=== Records for processing ===
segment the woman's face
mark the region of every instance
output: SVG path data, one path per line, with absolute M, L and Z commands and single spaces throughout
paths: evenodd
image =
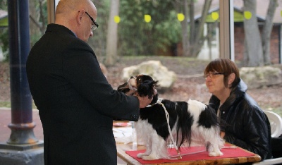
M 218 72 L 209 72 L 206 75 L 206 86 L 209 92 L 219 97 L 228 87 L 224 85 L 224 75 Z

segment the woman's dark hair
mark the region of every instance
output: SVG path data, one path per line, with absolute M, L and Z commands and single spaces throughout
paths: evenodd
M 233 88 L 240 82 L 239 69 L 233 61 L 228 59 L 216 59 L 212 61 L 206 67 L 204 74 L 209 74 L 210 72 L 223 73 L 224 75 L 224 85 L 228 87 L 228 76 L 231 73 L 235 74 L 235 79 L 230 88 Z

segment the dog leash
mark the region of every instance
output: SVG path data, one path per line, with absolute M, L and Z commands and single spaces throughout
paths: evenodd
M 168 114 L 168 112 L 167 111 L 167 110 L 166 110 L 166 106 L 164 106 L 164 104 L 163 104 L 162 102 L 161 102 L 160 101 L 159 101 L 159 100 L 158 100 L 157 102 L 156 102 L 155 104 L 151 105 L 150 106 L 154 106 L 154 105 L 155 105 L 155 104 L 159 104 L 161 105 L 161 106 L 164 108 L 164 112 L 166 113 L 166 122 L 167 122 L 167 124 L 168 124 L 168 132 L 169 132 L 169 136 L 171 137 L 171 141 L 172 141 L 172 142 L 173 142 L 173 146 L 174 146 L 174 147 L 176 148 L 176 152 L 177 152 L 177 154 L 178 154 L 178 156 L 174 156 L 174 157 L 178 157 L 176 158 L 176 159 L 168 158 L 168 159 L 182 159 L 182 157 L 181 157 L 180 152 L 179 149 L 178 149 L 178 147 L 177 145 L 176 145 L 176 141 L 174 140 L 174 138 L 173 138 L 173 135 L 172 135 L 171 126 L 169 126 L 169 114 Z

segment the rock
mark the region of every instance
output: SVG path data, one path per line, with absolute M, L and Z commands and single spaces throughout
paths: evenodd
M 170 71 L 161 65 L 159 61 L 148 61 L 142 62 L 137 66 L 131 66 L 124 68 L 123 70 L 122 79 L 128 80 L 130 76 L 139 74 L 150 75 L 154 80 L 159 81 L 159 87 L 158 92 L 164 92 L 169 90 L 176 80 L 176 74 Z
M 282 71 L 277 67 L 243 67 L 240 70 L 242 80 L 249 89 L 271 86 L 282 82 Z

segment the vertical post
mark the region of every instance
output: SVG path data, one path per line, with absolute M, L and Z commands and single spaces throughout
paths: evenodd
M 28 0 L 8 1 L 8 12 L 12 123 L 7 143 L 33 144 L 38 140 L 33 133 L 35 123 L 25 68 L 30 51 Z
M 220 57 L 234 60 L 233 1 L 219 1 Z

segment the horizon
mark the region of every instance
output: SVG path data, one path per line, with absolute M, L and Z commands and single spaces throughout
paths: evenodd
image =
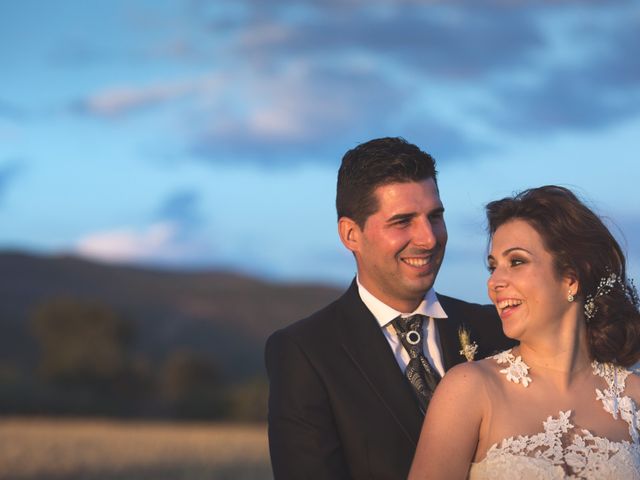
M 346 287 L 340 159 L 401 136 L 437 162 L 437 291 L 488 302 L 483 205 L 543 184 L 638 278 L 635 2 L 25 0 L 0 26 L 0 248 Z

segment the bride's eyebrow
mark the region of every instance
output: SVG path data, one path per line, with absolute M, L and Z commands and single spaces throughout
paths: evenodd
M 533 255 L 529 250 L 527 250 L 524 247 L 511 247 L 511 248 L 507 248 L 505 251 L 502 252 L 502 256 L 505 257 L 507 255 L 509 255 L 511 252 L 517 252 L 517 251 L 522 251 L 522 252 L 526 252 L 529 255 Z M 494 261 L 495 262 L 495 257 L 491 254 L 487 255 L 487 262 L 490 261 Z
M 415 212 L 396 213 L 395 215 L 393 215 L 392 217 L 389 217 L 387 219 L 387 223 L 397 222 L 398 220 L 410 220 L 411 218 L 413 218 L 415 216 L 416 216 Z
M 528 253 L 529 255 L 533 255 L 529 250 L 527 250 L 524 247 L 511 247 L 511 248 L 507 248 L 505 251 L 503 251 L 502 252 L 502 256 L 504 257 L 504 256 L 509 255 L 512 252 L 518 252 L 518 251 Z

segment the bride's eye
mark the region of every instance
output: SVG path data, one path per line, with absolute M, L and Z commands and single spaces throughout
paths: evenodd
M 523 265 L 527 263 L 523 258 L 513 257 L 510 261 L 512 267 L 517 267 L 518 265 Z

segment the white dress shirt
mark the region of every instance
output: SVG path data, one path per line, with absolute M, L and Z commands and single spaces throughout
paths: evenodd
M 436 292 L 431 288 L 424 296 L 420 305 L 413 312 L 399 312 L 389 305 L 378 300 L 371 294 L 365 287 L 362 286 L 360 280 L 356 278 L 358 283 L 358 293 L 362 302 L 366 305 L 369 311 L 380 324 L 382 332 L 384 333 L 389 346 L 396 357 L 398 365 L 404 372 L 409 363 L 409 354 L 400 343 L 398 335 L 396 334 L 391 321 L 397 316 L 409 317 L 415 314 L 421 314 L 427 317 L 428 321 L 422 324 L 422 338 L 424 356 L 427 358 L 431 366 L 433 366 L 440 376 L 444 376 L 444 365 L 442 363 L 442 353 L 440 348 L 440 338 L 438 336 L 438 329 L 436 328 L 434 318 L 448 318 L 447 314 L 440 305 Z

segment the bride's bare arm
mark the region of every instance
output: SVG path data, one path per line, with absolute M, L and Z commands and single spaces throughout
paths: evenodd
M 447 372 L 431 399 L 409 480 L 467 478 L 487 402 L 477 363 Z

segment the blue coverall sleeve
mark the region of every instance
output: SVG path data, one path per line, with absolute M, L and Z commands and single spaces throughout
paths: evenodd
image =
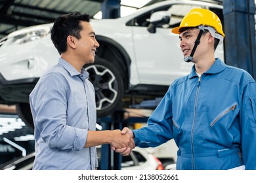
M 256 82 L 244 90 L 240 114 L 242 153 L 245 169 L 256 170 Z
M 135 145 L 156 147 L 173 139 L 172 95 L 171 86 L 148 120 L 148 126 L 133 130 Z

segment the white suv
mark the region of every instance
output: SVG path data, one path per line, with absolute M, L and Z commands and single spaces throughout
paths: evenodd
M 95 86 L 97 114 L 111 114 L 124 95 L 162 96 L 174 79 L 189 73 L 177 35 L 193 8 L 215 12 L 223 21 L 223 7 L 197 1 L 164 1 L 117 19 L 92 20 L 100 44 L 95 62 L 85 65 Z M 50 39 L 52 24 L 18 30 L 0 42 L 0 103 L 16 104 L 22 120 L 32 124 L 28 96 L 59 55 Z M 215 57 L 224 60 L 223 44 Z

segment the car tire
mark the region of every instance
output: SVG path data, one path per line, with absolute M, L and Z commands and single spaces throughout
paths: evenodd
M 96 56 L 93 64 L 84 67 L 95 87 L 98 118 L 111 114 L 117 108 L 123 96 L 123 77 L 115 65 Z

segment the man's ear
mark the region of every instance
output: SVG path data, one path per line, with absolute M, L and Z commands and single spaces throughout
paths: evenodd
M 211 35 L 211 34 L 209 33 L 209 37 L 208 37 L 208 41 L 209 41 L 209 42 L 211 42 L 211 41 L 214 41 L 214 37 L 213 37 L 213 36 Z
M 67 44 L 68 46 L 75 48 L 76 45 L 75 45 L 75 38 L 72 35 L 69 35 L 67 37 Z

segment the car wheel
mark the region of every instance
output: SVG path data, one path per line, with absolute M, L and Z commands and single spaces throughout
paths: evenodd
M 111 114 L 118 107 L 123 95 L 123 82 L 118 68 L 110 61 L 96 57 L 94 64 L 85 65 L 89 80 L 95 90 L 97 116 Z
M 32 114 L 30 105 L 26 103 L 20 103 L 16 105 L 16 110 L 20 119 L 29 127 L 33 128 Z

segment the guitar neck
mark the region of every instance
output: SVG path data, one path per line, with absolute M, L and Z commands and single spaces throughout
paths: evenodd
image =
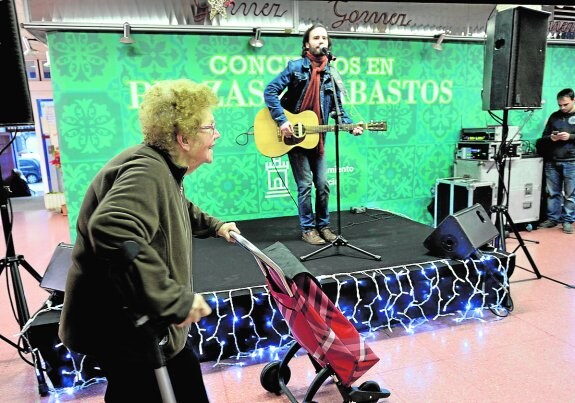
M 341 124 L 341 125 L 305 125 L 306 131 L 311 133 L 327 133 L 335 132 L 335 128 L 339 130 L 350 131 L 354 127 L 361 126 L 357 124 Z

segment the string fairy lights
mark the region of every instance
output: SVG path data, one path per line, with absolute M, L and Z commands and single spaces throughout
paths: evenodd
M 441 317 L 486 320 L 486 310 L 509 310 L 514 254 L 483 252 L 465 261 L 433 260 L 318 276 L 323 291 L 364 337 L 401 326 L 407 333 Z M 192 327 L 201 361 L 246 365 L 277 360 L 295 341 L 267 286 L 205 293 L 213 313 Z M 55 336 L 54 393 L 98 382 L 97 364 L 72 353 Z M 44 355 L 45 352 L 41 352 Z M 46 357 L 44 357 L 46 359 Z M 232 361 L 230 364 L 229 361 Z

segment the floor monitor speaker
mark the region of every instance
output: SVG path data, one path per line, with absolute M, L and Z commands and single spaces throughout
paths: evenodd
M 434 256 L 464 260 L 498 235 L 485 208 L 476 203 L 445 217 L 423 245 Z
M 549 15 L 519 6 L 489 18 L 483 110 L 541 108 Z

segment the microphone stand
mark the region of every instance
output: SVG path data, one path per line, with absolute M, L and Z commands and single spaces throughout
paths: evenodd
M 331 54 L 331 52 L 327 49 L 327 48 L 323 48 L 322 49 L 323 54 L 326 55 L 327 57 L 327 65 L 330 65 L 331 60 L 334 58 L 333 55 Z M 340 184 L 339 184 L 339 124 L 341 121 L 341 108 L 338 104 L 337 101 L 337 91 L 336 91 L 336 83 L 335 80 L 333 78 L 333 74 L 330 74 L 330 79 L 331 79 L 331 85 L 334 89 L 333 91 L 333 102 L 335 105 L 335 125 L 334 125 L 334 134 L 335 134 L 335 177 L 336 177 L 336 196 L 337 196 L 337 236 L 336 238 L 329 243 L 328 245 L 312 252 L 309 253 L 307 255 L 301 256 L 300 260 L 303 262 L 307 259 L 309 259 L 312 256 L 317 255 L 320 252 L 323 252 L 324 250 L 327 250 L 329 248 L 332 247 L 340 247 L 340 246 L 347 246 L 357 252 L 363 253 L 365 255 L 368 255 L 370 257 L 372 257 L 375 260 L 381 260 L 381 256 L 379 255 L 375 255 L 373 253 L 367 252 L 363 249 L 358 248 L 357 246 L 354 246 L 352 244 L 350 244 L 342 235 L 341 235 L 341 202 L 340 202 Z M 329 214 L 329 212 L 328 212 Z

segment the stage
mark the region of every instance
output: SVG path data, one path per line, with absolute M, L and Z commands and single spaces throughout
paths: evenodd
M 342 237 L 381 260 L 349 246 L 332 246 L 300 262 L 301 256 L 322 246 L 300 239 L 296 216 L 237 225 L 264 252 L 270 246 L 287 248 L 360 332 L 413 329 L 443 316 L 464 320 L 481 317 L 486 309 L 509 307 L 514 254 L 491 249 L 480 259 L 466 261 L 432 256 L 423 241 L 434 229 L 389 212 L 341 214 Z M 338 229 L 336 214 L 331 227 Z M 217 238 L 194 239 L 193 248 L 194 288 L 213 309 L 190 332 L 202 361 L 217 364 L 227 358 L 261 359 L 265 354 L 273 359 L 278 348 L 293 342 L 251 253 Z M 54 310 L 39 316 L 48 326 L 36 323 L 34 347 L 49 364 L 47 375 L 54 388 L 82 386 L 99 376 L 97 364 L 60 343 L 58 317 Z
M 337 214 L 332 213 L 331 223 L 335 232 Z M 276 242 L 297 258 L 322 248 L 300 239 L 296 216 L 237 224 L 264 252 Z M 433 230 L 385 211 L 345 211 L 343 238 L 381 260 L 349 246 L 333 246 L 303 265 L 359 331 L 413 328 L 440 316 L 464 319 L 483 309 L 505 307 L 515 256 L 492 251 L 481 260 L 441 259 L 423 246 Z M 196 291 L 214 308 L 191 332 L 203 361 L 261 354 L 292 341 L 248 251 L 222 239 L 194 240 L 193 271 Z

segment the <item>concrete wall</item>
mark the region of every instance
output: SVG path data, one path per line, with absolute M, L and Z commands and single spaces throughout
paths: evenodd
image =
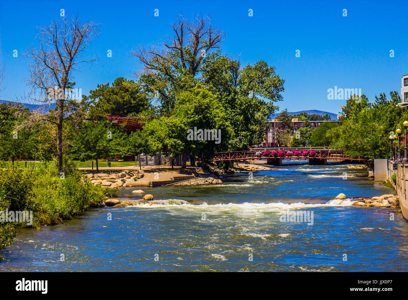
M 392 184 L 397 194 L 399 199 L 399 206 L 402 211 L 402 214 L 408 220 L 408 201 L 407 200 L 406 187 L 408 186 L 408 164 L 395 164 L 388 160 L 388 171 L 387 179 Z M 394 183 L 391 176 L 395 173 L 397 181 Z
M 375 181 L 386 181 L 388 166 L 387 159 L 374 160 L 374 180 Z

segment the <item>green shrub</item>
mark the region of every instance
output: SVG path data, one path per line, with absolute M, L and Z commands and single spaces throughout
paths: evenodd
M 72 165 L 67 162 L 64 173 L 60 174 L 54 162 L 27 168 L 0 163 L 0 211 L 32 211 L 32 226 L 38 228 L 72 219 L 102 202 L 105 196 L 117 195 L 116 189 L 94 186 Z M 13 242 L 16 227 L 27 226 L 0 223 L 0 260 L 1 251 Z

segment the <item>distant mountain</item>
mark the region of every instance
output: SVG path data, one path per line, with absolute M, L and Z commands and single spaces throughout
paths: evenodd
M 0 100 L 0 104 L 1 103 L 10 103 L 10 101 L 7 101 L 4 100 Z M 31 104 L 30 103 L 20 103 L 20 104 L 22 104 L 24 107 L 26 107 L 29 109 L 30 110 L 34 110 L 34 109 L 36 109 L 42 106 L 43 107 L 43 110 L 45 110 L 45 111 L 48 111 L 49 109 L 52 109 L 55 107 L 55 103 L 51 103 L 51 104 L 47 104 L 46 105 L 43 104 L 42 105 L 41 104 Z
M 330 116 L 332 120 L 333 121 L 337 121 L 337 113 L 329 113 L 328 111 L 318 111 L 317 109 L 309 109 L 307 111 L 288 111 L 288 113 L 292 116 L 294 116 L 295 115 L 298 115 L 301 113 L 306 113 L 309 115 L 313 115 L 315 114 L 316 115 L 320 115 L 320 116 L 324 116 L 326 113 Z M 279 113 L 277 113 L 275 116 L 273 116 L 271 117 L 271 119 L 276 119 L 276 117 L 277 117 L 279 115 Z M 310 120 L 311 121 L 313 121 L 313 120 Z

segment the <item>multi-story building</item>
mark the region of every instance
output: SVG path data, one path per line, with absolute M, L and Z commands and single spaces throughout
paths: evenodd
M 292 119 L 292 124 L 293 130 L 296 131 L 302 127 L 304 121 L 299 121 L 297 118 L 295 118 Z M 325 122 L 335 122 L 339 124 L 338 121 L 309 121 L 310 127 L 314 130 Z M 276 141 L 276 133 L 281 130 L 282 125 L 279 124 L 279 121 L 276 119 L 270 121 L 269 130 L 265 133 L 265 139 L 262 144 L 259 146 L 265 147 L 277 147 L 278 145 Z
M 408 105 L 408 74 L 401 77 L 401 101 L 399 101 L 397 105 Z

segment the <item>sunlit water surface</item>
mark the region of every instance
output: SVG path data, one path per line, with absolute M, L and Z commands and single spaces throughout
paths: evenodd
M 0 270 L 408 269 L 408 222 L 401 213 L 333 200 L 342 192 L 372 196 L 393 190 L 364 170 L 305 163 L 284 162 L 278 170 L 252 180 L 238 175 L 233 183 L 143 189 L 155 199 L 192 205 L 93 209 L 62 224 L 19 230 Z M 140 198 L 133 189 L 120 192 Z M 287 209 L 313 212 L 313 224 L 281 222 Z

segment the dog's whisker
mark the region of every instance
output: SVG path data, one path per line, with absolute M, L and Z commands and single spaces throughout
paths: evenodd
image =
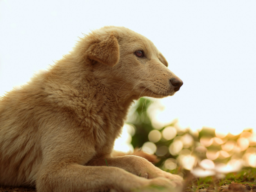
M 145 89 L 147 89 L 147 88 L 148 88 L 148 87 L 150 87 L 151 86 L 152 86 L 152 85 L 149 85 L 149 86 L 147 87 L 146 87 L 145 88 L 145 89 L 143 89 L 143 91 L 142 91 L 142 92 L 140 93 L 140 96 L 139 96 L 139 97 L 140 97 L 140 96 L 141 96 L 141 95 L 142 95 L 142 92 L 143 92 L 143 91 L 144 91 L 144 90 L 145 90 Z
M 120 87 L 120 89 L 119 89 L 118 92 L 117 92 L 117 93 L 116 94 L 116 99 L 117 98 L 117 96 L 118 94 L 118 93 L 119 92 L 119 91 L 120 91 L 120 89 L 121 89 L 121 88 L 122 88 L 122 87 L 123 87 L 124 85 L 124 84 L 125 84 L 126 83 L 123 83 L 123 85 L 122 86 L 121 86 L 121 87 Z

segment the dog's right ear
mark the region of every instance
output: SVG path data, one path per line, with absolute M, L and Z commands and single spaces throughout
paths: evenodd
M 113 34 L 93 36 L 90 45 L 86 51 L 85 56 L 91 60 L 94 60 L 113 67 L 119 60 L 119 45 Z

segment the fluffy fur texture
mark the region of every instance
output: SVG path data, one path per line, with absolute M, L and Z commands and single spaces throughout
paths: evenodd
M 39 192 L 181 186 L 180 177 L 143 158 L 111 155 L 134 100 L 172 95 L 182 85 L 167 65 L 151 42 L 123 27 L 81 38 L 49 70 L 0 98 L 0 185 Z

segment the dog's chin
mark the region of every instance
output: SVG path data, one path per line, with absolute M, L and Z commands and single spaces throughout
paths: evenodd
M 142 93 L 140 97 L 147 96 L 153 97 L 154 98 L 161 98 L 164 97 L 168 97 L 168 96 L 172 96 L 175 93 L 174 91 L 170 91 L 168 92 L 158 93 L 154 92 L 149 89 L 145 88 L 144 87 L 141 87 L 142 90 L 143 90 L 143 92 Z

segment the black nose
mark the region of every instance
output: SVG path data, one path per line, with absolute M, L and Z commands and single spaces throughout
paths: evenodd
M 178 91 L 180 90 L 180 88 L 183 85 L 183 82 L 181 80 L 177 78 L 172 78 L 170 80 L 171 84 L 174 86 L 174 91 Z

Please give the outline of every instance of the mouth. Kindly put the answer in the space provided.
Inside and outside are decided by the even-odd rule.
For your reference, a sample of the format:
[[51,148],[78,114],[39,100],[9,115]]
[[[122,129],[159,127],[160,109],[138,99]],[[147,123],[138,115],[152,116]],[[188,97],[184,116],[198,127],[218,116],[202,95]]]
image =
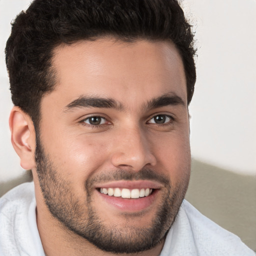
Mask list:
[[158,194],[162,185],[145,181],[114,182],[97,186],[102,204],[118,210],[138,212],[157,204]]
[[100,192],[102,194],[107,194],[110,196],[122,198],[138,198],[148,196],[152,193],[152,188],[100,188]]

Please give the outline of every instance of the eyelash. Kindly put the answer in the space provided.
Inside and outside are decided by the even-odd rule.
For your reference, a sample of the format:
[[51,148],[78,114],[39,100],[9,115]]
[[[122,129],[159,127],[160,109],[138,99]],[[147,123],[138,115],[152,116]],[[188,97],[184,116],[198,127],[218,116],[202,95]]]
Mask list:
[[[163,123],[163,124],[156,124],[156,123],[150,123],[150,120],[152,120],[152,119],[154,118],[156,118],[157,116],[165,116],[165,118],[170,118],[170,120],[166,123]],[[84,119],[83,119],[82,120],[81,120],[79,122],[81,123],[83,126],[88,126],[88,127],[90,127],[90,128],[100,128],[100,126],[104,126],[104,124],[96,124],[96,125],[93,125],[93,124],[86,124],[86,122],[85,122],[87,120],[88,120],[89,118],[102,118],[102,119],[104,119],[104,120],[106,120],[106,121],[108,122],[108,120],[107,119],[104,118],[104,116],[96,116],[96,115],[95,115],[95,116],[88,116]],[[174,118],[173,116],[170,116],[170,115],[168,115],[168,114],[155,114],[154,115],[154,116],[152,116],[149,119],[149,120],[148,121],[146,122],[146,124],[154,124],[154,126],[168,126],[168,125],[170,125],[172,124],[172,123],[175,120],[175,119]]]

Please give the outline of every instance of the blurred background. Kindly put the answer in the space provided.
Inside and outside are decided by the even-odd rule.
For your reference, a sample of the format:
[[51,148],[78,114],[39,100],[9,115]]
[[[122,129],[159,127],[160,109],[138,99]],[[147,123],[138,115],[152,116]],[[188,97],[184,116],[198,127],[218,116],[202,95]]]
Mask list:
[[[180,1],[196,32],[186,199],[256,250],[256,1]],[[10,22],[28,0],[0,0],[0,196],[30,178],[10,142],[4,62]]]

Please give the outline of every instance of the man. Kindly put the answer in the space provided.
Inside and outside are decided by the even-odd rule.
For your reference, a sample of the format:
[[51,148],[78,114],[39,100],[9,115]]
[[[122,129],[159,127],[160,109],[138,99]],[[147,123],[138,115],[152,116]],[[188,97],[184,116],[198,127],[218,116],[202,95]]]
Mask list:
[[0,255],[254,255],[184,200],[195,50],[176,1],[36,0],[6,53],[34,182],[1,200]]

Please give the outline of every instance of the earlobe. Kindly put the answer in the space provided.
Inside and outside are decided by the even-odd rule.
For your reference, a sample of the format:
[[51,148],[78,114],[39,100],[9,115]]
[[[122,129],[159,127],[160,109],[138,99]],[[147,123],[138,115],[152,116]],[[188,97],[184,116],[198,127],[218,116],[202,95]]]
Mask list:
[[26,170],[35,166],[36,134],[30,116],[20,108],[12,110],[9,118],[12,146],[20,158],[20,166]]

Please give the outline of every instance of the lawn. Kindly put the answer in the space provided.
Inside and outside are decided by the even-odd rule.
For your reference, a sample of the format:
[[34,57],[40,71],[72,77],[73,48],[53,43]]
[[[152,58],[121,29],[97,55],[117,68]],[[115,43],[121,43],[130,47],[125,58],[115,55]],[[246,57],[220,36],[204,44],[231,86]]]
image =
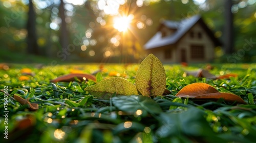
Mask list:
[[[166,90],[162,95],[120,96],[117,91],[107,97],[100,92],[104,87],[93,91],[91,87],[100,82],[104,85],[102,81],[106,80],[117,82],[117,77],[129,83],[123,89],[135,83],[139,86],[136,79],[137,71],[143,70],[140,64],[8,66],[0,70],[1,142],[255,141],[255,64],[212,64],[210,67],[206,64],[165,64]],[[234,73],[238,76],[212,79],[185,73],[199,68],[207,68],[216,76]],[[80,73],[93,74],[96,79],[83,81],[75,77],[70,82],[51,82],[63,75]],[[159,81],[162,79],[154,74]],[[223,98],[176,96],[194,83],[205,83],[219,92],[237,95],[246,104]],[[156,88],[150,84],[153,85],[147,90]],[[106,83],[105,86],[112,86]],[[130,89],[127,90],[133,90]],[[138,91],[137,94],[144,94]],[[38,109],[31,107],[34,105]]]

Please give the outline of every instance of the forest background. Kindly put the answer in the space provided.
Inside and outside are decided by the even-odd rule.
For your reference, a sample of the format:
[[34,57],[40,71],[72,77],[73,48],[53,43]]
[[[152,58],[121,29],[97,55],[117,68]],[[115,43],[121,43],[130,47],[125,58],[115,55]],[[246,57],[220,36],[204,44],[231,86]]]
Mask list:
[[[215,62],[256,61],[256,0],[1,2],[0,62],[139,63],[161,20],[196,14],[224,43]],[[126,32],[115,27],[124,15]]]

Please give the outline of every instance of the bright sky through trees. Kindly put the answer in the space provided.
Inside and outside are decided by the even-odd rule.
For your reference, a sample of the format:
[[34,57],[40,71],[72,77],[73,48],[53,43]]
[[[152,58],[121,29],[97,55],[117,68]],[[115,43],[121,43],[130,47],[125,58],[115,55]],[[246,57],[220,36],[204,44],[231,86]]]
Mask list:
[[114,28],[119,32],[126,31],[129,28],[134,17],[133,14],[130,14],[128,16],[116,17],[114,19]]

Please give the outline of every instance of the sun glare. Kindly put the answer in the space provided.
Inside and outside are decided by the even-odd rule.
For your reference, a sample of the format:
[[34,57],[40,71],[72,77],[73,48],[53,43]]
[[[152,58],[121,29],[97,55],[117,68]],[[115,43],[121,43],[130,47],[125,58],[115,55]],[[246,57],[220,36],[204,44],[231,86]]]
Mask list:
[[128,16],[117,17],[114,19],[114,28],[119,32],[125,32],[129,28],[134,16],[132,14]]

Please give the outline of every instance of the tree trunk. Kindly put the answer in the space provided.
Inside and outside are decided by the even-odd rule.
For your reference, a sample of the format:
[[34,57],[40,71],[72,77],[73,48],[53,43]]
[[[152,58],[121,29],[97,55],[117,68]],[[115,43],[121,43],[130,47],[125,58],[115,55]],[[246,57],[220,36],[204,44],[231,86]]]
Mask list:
===
Copy out, word for word, the part of the entries that runs from the very first line through the line containing "M 218 72 L 209", with that line included. Leave the pictures out.

◆ Finished answer ◆
segment the woman's face
mark the region of every instance
output: SVG path data, one path per line, with absolute M, L and Z commands and single spaces throughout
paths: evenodd
image =
M 218 72 L 209 72 L 206 75 L 206 86 L 209 92 L 219 97 L 228 87 L 224 85 L 224 75 Z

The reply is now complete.